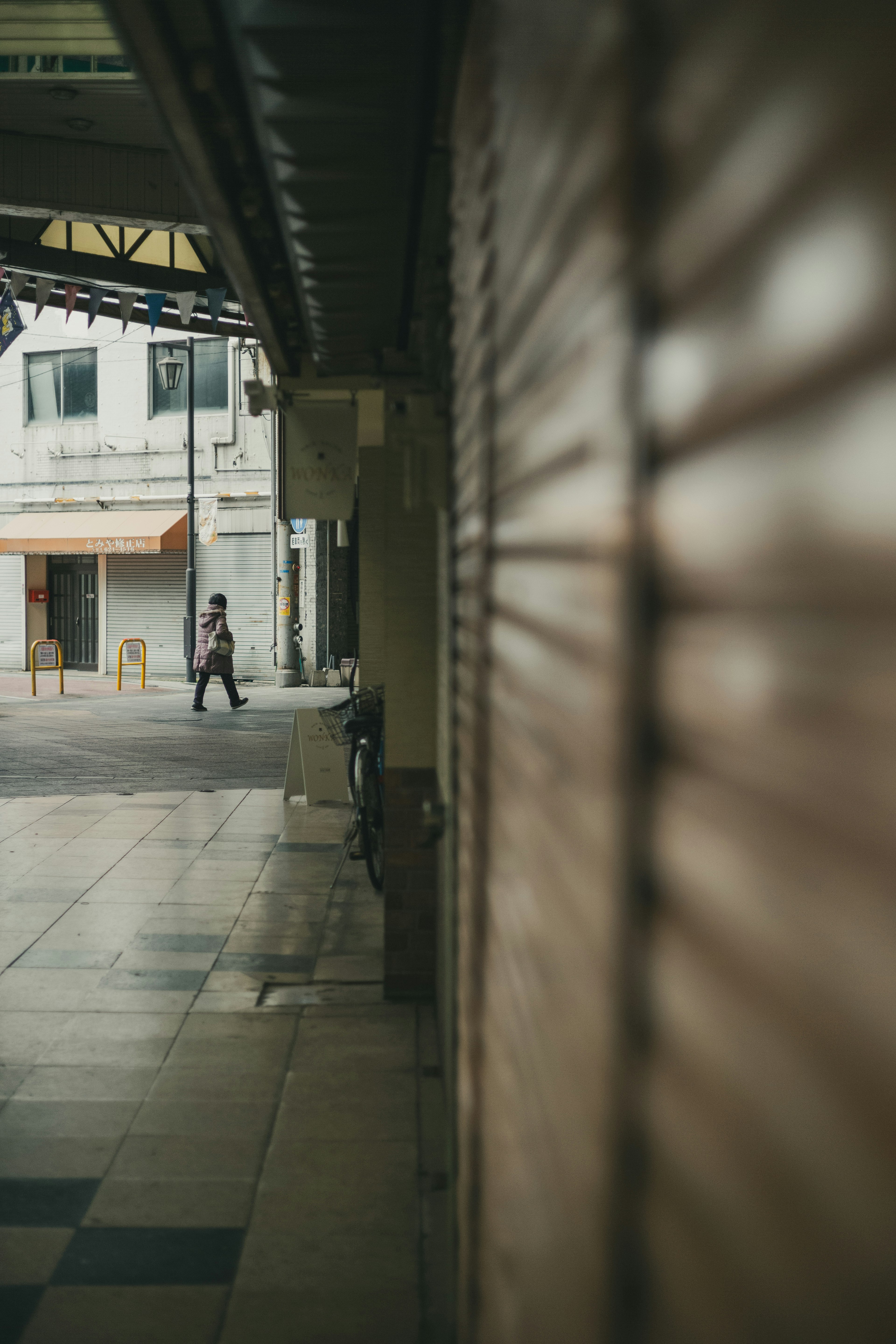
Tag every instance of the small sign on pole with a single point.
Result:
(46, 654)
(135, 652)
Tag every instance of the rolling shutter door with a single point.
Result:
(240, 566)
(675, 760)
(146, 597)
(772, 1201)
(543, 460)
(11, 609)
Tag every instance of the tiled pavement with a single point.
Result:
(209, 1124)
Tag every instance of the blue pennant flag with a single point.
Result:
(97, 296)
(154, 307)
(216, 304)
(11, 323)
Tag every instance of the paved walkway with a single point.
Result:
(93, 740)
(210, 1117)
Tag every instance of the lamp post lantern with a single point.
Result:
(170, 371)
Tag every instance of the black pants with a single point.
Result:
(230, 686)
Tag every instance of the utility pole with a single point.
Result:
(190, 624)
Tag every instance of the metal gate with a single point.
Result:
(11, 611)
(73, 612)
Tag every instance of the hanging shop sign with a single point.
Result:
(209, 522)
(320, 460)
(11, 323)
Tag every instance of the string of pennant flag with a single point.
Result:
(127, 299)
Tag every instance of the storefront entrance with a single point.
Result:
(74, 616)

Request: Can you pull the whole listing above out verbatim, line for line, but without the picture marker?

Solution:
Tag every instance of the small sign on pole with a single point.
Result:
(46, 654)
(135, 652)
Tag every instance of the rolling shutter door with a single point.
Result:
(240, 566)
(675, 760)
(146, 597)
(772, 1201)
(543, 460)
(11, 609)
Tag every instance of the tiled pavement with a single point.
Result:
(209, 1124)
Tag every instance of the blue pennant flag with a single point.
Result:
(97, 296)
(154, 307)
(216, 304)
(11, 323)
Tag every instance of the paved walkway with a single point.
Result:
(93, 740)
(210, 1117)
Tag every instance of the lamp post lantern with a single point.
Result:
(170, 371)
Tag every instance of the black pants with a single point.
Result:
(230, 686)
Tag every instance of the utility pole with a single point.
Result:
(190, 624)
Tag every instance of the metal gate with a single point.
Result:
(11, 611)
(73, 612)
Tag every instance of the hanging shop sign with a single point.
Result:
(209, 522)
(320, 460)
(11, 323)
Tag every instance of the string of pennant flag with a single point.
Result:
(127, 299)
Tag every instance of the storefront entrance with a single point.
Result:
(74, 616)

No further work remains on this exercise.